_Collection entries_
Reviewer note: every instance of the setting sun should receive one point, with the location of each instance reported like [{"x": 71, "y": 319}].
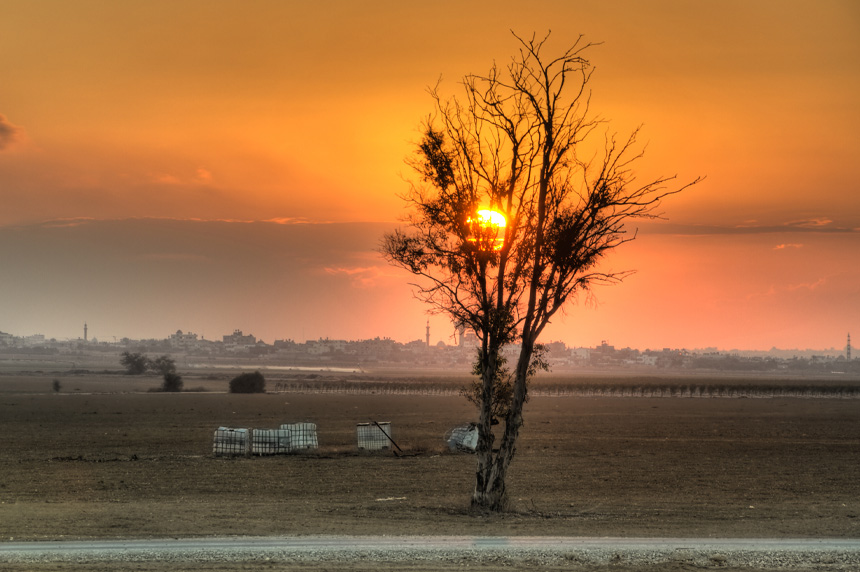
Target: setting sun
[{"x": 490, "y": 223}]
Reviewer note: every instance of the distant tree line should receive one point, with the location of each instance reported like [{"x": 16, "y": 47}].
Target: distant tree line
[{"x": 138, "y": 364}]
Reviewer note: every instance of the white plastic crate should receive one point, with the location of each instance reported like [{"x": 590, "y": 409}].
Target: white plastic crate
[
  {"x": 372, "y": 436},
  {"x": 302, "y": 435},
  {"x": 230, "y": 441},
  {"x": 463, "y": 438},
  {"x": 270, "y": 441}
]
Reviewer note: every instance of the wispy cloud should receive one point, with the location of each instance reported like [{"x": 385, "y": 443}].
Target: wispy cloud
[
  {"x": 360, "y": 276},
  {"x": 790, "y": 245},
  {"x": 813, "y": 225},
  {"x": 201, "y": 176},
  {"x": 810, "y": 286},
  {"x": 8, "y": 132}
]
--
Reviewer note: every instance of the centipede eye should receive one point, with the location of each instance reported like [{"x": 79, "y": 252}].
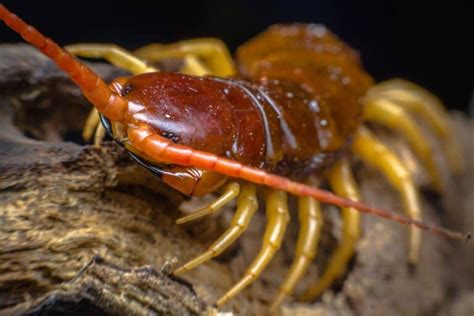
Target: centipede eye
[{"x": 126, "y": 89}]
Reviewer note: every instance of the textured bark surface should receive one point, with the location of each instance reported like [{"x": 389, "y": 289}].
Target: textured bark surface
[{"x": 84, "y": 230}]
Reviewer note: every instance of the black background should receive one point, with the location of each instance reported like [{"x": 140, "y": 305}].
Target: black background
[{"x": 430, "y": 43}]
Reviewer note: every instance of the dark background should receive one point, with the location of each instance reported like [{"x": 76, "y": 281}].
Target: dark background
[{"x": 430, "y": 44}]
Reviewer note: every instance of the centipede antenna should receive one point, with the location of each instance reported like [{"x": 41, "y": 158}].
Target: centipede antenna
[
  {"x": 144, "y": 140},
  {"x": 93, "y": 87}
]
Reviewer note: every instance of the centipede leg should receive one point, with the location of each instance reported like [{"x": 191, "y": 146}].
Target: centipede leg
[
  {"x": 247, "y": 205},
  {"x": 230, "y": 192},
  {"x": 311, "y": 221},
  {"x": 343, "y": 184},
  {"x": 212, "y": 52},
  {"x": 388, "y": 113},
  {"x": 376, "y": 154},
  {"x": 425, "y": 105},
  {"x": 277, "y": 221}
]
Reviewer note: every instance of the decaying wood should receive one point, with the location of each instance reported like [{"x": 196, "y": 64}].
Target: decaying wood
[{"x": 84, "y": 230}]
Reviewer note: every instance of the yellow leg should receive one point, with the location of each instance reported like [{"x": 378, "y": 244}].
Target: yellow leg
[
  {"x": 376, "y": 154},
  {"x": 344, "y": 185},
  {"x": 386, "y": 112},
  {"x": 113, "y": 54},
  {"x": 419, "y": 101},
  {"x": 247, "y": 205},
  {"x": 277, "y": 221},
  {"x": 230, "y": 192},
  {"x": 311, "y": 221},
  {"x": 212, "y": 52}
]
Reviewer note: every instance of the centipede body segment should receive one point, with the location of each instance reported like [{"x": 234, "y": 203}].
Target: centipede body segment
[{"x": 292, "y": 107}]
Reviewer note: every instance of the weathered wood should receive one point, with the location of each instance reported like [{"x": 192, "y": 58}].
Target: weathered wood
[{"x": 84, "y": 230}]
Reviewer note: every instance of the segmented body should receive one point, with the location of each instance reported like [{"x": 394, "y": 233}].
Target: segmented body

_YOUR TASK_
Filter the entries down to the lines with the word "segmented" in them, and copy those lines.

_RESULT_
Reviewer note: every instance of the segmented body should receive one point, with the location of each instance reported like [{"x": 394, "y": 233}].
Target: segmented body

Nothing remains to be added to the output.